GIVEN EXERCISE: Update the records from their first line through the line with "column 1281, row 587", changing "motorcycle" to "scooter" and keeping everything else as it is.

---- GIVEN DATA

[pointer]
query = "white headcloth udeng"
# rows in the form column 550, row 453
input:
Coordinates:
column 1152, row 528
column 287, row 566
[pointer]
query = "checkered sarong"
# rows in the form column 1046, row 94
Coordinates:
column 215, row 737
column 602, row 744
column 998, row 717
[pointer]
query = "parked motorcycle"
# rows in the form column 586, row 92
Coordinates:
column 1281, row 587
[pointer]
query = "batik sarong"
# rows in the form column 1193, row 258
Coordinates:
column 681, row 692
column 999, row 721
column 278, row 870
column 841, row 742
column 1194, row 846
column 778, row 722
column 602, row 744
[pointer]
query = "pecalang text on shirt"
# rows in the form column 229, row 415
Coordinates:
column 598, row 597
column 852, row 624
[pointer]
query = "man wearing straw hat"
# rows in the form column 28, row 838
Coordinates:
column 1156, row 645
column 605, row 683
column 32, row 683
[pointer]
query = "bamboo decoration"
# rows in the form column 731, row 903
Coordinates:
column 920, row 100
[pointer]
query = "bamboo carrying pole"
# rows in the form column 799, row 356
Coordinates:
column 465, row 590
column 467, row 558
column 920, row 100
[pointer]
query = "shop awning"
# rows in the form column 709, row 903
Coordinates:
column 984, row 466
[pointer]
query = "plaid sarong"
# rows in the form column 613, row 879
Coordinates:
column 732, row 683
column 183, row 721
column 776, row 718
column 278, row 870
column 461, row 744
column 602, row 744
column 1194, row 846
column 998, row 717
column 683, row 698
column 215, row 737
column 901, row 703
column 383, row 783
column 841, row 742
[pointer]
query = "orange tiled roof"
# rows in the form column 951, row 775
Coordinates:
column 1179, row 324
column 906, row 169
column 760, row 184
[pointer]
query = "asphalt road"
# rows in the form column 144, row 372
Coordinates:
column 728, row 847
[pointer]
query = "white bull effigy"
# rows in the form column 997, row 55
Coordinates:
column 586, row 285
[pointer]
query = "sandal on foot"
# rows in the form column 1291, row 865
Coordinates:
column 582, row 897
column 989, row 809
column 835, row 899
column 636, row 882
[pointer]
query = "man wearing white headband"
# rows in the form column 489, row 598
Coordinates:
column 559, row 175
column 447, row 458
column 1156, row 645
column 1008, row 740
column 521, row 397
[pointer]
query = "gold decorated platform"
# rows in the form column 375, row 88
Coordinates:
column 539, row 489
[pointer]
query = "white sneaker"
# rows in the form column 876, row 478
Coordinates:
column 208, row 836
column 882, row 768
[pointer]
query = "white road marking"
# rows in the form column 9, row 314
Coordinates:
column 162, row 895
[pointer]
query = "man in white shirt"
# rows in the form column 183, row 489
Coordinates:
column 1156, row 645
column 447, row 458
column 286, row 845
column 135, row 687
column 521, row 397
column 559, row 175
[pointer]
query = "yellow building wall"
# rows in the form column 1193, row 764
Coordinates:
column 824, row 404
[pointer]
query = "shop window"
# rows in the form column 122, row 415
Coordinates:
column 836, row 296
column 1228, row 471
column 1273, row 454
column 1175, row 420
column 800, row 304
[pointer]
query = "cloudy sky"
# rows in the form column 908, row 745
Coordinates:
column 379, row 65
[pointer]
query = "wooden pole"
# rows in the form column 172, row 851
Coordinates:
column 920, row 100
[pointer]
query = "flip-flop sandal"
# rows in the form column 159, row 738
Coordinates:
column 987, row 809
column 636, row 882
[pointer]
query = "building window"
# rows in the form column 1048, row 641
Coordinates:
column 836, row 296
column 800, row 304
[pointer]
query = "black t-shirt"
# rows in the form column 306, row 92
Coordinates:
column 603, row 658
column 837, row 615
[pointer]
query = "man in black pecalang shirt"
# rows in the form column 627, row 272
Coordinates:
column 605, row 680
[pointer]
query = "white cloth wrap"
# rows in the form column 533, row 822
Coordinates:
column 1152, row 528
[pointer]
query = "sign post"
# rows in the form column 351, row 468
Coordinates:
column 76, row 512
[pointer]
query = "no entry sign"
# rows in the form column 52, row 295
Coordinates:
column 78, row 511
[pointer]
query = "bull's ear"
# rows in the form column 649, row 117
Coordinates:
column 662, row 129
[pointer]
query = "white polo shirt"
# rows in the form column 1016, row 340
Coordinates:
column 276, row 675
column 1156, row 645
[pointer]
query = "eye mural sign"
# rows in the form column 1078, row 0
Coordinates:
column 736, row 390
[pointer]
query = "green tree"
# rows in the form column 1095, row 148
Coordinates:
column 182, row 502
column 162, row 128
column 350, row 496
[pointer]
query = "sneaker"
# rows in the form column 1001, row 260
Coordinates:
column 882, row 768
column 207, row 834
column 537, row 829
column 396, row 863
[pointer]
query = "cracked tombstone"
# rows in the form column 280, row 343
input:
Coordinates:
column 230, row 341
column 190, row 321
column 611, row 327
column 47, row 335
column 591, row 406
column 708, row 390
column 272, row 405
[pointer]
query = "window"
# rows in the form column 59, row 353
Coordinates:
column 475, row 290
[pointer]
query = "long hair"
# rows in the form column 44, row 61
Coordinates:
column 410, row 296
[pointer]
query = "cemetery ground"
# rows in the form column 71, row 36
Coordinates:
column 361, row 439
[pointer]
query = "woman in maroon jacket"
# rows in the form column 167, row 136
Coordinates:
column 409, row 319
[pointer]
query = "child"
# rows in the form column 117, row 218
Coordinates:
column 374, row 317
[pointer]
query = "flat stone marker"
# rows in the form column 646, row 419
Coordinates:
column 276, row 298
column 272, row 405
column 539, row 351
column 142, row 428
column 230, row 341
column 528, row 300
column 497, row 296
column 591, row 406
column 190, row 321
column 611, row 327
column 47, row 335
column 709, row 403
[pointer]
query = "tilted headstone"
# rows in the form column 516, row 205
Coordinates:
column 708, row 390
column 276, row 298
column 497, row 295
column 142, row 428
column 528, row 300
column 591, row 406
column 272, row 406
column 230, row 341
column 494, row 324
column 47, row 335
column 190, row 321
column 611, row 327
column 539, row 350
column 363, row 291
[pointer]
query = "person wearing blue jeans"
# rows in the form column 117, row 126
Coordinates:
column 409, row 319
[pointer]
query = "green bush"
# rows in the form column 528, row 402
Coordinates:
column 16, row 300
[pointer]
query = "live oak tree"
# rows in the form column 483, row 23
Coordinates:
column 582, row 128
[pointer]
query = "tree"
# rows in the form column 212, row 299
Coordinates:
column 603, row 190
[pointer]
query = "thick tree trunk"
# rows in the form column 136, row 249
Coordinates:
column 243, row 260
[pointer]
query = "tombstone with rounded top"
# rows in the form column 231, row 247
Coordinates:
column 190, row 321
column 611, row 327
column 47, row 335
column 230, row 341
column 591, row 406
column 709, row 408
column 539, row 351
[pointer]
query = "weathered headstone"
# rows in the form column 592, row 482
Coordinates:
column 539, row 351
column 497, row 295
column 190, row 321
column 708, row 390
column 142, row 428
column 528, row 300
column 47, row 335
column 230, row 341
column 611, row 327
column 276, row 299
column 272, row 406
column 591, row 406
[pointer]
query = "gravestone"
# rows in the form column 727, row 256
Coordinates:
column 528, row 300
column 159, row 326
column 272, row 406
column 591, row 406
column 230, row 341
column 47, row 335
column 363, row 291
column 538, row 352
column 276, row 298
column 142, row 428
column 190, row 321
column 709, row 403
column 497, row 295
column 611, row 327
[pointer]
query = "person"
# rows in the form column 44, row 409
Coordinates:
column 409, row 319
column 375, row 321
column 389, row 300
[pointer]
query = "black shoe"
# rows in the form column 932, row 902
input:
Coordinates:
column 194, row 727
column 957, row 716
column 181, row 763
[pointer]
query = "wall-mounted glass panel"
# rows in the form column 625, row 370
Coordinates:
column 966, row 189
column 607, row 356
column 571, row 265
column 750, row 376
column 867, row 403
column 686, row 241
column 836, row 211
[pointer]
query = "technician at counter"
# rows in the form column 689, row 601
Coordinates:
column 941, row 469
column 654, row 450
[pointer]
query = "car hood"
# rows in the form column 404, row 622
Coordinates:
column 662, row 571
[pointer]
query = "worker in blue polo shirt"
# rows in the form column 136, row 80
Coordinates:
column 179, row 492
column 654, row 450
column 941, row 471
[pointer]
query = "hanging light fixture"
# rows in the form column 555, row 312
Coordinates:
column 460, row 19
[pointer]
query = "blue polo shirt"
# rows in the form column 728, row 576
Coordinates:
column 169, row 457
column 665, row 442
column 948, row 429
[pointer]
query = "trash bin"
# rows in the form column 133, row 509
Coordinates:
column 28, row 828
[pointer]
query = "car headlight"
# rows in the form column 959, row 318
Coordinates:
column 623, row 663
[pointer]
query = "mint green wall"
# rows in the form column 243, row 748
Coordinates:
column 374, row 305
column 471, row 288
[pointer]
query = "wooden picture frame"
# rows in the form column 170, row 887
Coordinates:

--------

RESPONSE TO THE EXERCISE:
[pointer]
query = "white headcloth udeng"
# rows in the form column 550, row 453
input:
Coordinates:
column 1152, row 528
column 287, row 566
[pointer]
query = "checkered sarong"
# rows in the form column 1046, row 94
Coordinates:
column 215, row 737
column 602, row 744
column 998, row 717
[pointer]
query = "parked scooter"
# rows in the form column 586, row 92
Coordinates:
column 1281, row 587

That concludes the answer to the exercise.